§ **Task instructions**
Please reproduce the listing lines between the one holding "shrub shown above." and the one holding "(1305, 655)", inclusive, substituting "pixel positions" for each "pixel coordinates" and leaving everything else unchanged.

(Coordinate labeling data)

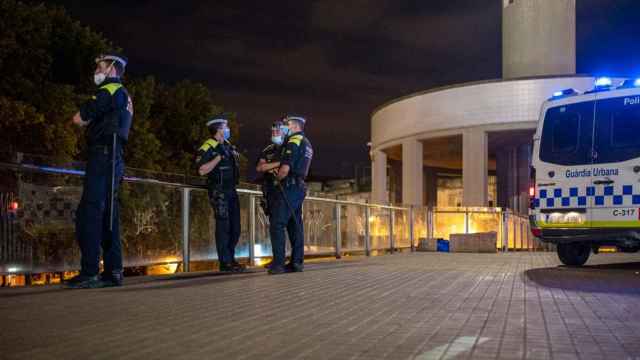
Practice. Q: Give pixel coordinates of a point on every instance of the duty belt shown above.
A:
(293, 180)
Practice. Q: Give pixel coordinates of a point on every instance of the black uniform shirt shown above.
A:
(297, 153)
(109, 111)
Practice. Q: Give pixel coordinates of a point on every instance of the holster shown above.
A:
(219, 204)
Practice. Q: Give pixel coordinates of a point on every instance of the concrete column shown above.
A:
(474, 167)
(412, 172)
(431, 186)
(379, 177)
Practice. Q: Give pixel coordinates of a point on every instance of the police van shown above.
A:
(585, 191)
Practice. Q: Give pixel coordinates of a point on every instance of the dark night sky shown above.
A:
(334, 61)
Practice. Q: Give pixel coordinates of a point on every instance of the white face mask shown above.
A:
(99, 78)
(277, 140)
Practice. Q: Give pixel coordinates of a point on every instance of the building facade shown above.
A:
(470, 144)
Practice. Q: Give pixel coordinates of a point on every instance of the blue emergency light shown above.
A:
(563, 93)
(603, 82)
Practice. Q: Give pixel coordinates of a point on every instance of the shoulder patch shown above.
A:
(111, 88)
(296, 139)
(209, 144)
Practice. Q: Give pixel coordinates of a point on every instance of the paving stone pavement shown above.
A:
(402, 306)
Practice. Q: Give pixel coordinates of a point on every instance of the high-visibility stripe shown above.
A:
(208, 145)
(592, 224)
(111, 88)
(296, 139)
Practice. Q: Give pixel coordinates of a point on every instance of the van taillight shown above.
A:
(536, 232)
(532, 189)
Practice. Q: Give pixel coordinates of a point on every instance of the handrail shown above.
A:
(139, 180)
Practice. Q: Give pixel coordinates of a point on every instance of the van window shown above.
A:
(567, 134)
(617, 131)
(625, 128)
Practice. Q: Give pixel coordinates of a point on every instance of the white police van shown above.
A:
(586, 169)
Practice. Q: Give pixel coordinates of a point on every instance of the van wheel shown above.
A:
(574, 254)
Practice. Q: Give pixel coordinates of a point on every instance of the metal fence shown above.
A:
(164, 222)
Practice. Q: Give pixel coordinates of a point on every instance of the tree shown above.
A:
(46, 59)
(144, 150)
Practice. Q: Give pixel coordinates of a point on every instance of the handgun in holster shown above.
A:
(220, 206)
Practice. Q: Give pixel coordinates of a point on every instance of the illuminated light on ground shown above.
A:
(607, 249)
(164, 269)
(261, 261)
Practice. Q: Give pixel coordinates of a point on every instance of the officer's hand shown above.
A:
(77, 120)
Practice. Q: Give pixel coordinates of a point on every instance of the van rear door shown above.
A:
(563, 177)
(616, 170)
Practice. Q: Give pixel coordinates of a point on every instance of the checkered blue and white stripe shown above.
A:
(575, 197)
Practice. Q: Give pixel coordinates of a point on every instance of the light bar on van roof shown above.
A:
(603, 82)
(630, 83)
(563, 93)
==
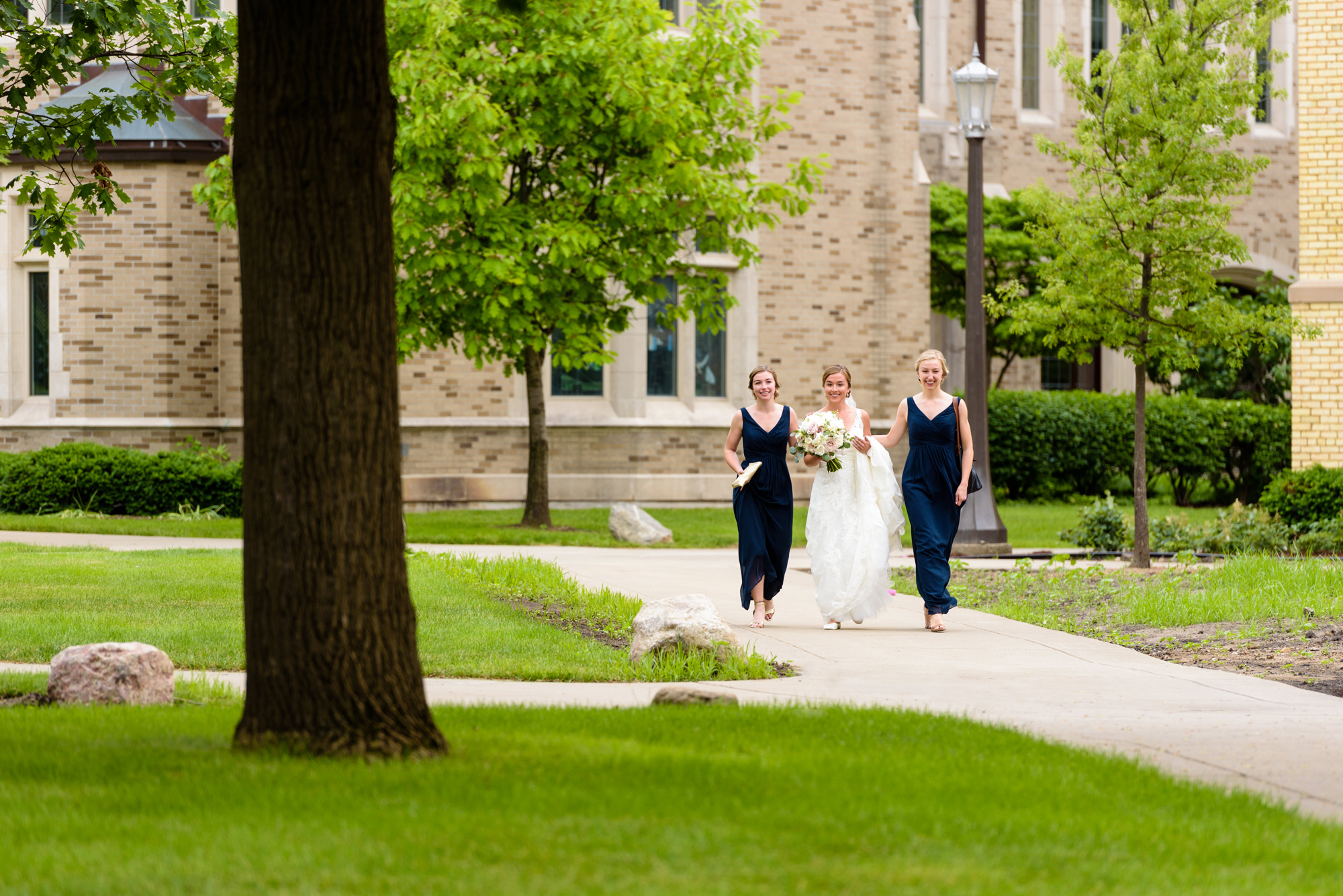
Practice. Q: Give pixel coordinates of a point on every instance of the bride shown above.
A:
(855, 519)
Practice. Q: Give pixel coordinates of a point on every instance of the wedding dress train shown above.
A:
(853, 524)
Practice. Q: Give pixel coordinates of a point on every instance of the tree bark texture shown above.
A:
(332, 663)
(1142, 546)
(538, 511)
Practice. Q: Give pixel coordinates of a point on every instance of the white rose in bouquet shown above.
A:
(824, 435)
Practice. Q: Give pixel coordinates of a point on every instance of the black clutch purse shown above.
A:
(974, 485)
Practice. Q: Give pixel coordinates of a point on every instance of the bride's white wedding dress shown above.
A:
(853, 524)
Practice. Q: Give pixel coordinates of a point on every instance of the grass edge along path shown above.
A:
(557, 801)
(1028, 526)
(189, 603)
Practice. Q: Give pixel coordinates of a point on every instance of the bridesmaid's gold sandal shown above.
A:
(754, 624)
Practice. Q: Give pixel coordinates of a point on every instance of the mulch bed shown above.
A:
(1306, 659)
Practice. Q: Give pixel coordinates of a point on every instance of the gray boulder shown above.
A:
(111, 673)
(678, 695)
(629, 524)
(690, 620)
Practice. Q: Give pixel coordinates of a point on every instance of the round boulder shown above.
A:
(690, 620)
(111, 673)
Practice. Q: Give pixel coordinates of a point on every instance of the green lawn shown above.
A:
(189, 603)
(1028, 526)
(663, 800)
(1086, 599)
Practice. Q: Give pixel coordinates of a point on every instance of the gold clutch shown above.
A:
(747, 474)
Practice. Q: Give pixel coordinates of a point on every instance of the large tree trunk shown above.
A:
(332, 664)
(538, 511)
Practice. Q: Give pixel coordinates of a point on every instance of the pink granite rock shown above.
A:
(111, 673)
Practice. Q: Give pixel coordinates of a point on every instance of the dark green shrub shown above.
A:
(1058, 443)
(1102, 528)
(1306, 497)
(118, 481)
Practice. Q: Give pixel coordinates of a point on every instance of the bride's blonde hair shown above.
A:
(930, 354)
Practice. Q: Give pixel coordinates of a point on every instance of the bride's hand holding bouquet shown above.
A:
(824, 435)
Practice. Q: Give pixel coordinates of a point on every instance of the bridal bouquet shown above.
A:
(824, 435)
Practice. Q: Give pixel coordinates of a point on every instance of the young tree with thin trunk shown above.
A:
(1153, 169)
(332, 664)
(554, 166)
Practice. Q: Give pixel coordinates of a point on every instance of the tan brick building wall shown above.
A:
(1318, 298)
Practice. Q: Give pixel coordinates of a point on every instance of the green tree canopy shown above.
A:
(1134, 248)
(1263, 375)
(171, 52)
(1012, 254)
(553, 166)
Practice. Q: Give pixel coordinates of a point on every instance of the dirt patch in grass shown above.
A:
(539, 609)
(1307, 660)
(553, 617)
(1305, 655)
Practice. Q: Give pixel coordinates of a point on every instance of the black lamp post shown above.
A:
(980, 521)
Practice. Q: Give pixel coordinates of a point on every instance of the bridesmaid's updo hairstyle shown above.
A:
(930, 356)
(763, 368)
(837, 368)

§ **Written response**
Practice. Q: Give pixel positions of a point on every instance of the dark green shrub shown above.
A:
(1058, 443)
(1102, 528)
(1306, 497)
(118, 481)
Practice. Q: Give pixel positions of a point on every instance of the bride's blonde hair shown above.
A:
(930, 354)
Practice. Q: Give pixel positions of a point on every instance of the bride's hand holding bouquet shown above.
A:
(824, 435)
Practice. Q: Give pixel positions of a point on every instance of the bridal bouquet shown above.
A:
(824, 435)
Practice. Q: Give pixel positions of a point on every instance of the young tree with thin trunk shown above.
A:
(1153, 169)
(332, 664)
(554, 166)
Practice. Q: Give pixel positions of a point on every instance of the tan brick building wall shown above.
A:
(1318, 298)
Practice. Q: Give pixel positions of a point on every instance of the green tree canopy shown above.
A:
(1134, 248)
(1263, 375)
(171, 52)
(1012, 254)
(553, 166)
Practice. Q: Give pixel positions of a point on every instance of the dirt patch in grass shown above.
A:
(539, 609)
(1307, 660)
(553, 617)
(1305, 655)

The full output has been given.